**EXCERPT PROVIDED:**
Migraines are a leading cause of misery and missed work for many people: they can be controlled by medication, but medication stops working for some of migraine sufferers. When migraines are out of control, or when a patient is seeking a holistic and natural treatment, acupuncture is an ideal solution. There is research supporting the efficacy of acupuncture for migraines. Acupuncture cannot just reduce the frequency and intensity of your migraines: it can eradicate them completely with regular treatments. Yes, that’s right: they can be cured if you follow your acupuncturist’s recommended treatment regimen in combination with the lifestyle and nutritional guidance that you are given.
In Traditional Chinese Medicine (TCM) migraine headaches fall into two categories: liver yang rising or liver fire. There can be underlying conditions predisposing the patient toward these patterns including blood deficiency, blood stasis, qi stasis, or yin deficiency of the liver or kidneys. Liver yang rising includes the following symptoms:
∙Emotional component of anger, frustration or resentment
∙Irritability and Restlessness
∙Visual symptoms: flashes or aura
The category of liver fire can include the symptoms of liver yang rising but may also include:
∙Sudden anger or emotional outbursts
∙Bitter taste in the mouth
∙Intense, throbbing quality to the pain
∙Strong thirst for cold drinks
∙Feeling hot, especially in the face
∙Dry, red tongue
∙Yellow urine & dry stools
Acupuncture treatment for migraines should be performed 2 to 3 times in the first week for migraines occurring daily or for a migraine that has not abated for days. If the migraines are periodic or occurring in conjunction with a woman’s menstrual period, one treatment weekly is suggested. In difficult cases a patient may need to receive weekly acupuncture for 6 months to a year. It is very common to have Chinese herbs prescribed in conjunction with acupuncture for best results. An example of a Chinese herbal formula commonly used for liver fire type migraines is Long Dan Xie Gan Wan (Gentiana Drain the Liver Fire Decoction). For liver yang rising the formula commonly prescribed is Tian Ma Gu Teng Yin (Gastrodia & Uncaria Decoction).
In TCM the liver system is always involved with migraine headaches; sour foods injure the liver meaning they aggravate migraines. A migraine patient is advised to avoid foods like sauerkraut, pickles, yogurt, lemonade, grapefruit, vinegar and vinaigrettes. In the case of liver fire, foods that aggravate heat symptoms are contraindicated such as spicy curries, hot chilies, cinnamon and horseradish. For more nutritional advice based upon TCM I highly recommend the book Healing With Whole Foods by Paul Pitchford.
We all know that stress makes headaches worse. Stress and the emotions of frustration and anger in particular can stagnate the free flowing energy of the liver and gallbladder systems in TCM, resulting in migraines. It is best if possible to eliminate the sources of aggravation in your life if you suffer from migraines.

**ACTION ITEM:**
Carry on the piece about treating migraines with acupuncture, starting right after its last sentence.

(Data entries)
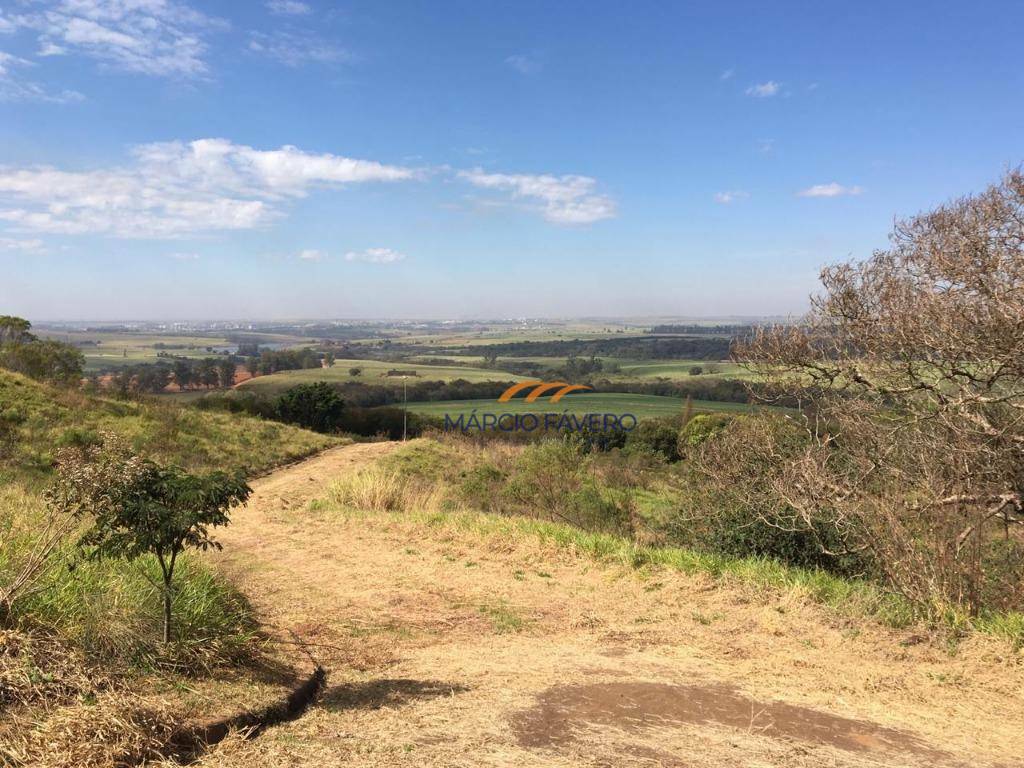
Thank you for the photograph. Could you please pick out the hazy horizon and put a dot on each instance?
(189, 159)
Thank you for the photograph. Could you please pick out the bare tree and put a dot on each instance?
(909, 370)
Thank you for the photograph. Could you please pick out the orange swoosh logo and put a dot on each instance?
(540, 387)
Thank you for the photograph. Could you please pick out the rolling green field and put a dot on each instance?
(641, 406)
(104, 349)
(374, 372)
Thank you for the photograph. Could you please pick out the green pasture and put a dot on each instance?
(641, 406)
(373, 372)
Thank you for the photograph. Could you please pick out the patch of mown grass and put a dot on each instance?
(847, 596)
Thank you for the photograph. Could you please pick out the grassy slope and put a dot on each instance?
(111, 608)
(45, 417)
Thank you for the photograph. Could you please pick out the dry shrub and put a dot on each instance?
(119, 730)
(373, 488)
(909, 370)
(60, 712)
(36, 668)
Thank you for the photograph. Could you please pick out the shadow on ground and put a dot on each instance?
(389, 692)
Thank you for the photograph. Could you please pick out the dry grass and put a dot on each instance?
(60, 712)
(441, 637)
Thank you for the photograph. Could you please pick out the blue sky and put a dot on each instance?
(286, 159)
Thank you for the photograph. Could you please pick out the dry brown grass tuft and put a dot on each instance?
(60, 712)
(119, 729)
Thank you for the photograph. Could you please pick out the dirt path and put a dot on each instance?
(448, 647)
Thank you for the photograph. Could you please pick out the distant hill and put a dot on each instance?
(37, 419)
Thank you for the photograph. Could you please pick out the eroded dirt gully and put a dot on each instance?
(448, 647)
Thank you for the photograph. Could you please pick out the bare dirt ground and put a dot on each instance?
(451, 648)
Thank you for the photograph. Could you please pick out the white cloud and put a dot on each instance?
(725, 198)
(295, 49)
(565, 200)
(22, 246)
(764, 90)
(375, 256)
(834, 189)
(153, 37)
(524, 64)
(13, 88)
(288, 7)
(175, 188)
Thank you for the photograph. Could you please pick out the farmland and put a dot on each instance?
(372, 372)
(104, 349)
(640, 406)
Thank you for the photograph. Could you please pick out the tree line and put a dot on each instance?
(46, 359)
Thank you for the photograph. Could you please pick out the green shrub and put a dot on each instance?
(657, 436)
(701, 428)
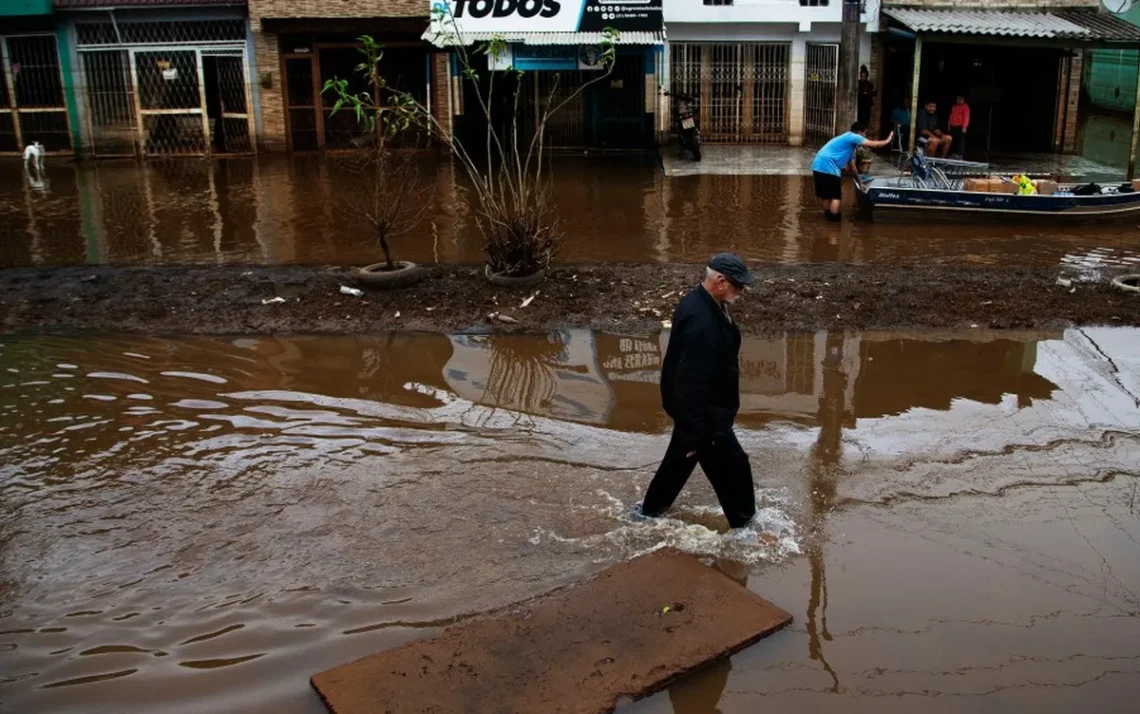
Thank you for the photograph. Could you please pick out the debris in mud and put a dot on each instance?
(157, 299)
(527, 658)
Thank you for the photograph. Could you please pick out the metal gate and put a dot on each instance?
(32, 94)
(820, 94)
(170, 88)
(741, 89)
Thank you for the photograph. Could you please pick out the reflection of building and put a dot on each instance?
(32, 103)
(943, 51)
(901, 373)
(556, 375)
(613, 379)
(762, 72)
(301, 45)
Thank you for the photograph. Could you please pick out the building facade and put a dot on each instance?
(35, 78)
(300, 45)
(1017, 63)
(141, 78)
(762, 71)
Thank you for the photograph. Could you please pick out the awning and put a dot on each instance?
(543, 38)
(1083, 25)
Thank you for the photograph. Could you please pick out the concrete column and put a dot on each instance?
(1073, 102)
(267, 58)
(797, 86)
(441, 94)
(878, 71)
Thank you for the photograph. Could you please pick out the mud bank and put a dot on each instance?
(615, 297)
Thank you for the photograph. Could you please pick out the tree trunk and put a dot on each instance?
(383, 246)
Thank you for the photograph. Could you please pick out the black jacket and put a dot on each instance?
(700, 376)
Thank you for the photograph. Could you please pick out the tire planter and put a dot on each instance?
(1128, 283)
(511, 281)
(405, 274)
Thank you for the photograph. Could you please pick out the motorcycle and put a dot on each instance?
(689, 134)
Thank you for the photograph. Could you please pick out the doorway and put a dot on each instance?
(227, 114)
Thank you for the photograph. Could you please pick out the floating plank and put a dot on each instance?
(626, 632)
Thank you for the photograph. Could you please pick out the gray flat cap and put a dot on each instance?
(732, 267)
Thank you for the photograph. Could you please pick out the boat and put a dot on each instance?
(934, 189)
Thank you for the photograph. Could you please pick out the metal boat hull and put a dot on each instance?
(904, 203)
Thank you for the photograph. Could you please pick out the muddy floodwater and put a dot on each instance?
(612, 209)
(198, 525)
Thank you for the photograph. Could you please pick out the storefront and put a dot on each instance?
(162, 81)
(1019, 71)
(314, 51)
(32, 100)
(553, 50)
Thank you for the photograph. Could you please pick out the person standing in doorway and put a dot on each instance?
(865, 96)
(700, 391)
(929, 130)
(831, 160)
(959, 124)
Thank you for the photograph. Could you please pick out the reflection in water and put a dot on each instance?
(284, 210)
(201, 524)
(700, 692)
(824, 471)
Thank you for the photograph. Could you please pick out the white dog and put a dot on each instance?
(33, 156)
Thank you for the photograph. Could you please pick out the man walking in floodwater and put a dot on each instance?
(700, 391)
(830, 161)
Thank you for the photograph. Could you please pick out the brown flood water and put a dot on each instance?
(198, 525)
(290, 210)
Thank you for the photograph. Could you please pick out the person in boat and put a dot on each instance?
(930, 135)
(959, 124)
(901, 120)
(700, 391)
(831, 160)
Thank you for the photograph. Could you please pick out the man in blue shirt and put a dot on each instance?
(832, 159)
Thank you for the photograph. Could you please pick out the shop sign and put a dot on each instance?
(456, 17)
(548, 57)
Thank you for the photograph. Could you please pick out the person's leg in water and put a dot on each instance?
(676, 467)
(831, 210)
(726, 467)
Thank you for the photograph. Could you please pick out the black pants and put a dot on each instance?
(726, 467)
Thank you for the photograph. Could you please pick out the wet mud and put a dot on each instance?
(612, 209)
(628, 298)
(201, 524)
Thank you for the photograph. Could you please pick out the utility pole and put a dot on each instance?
(847, 86)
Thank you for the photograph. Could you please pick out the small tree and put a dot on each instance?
(388, 191)
(510, 194)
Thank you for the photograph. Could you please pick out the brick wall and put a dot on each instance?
(441, 89)
(273, 106)
(1076, 70)
(336, 8)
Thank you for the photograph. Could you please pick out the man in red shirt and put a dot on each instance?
(959, 124)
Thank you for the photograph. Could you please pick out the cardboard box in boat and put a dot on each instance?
(1000, 186)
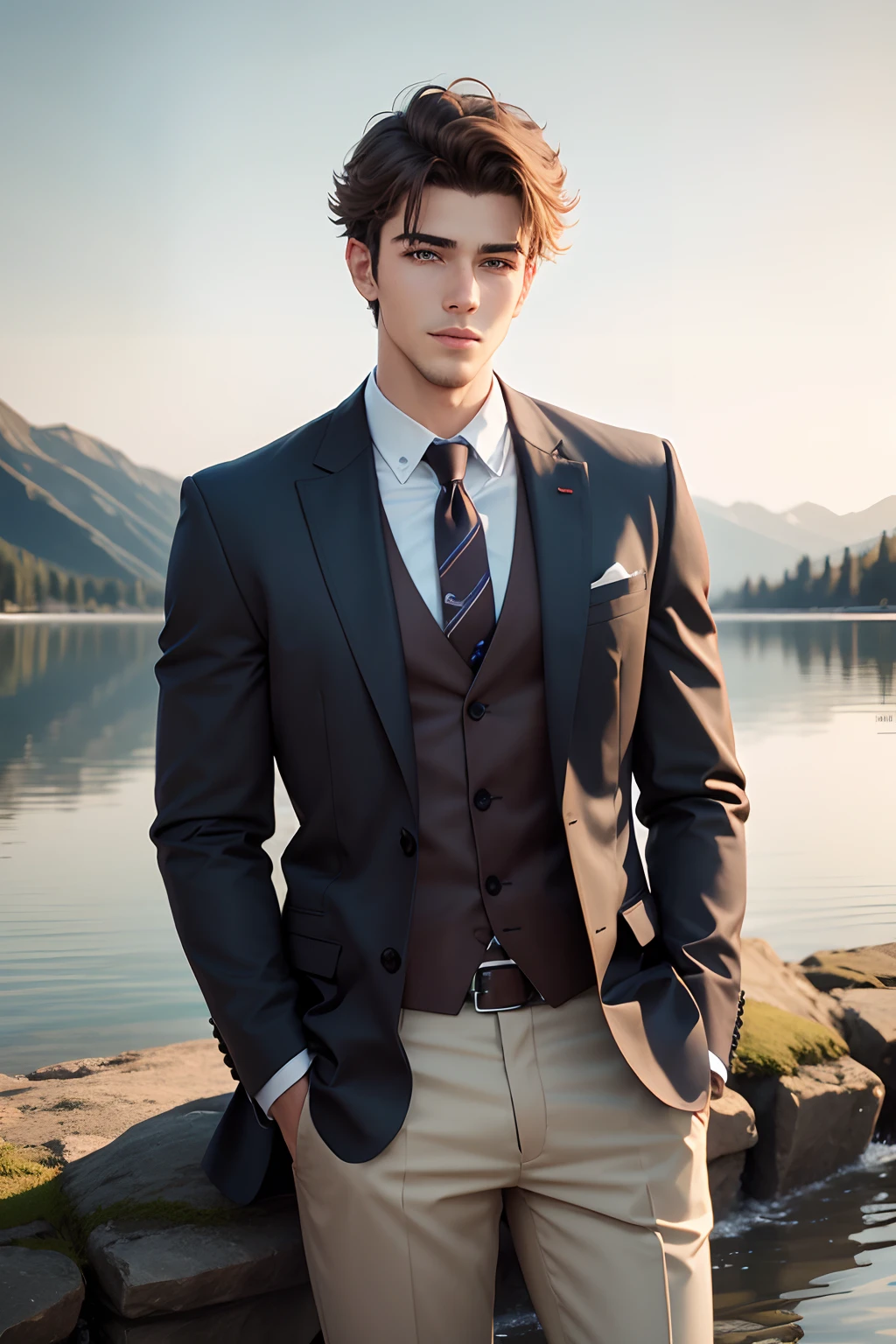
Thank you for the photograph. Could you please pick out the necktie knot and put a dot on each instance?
(448, 458)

**EXPECTED ANSWER:**
There are other therapies that can help migraines beside acupuncture and herbs, especially cupping and massage therapy. Cupping can alleviate chi and blood stasis, thereby treating many forms of migraines. Massage therapy is excellent for alleviating stress and lowering liver yang rising, thereby helping to reduce migraine frequency and intensity. Massage, cupping, and acupuncture all complement one another very well in the treatment of migraines. A licensed acupuncturist has massage therapy and cupping as part of his or her scope of legal practice, so you can receive all of these modalities as part of your TCM treatment plan for migraines.
Even chronic and difficult cases of migraines respond great to acupuncture! Consider the following testimonial from a patient who displayed symptoms of both liver yang rising and also liver fire:
“Monica was highly recommended to me by a co-worker, and seeing her for acupuncture was one of the best decisions I’ve ever made! I’ve suffered from migraines for years, but 3 years ago they suddenly worsened. I was diagnosed with Sjogren’s syndrome, which causes dryness and chronic inflammation, increasing the frequency and intensity of my migraines. I wish I had started seeing Monica sooner! I improved dramatically, averaging 1 or 2 very mild migraines per month, instead of 3 or 4 intense ones. I got by with just taking over-the-counter pain medicine for a migraine instead of prescription medicine, which I’ve NEVER been able to do!! I’ve also cut my daily prescription migraine prevention medicine dose in half, and I’m still improving! I’m amazed, and excited to see how much better I’ll get! This treatment has been life changing for me. Monica also gave me food recommendations, which have helped with my migraines and dryness as well. She is very skilled and caring. I’m so glad she was recommended to me!”
This patient is continuing to receive acupuncture treatments and continuing to improve at the time of this post.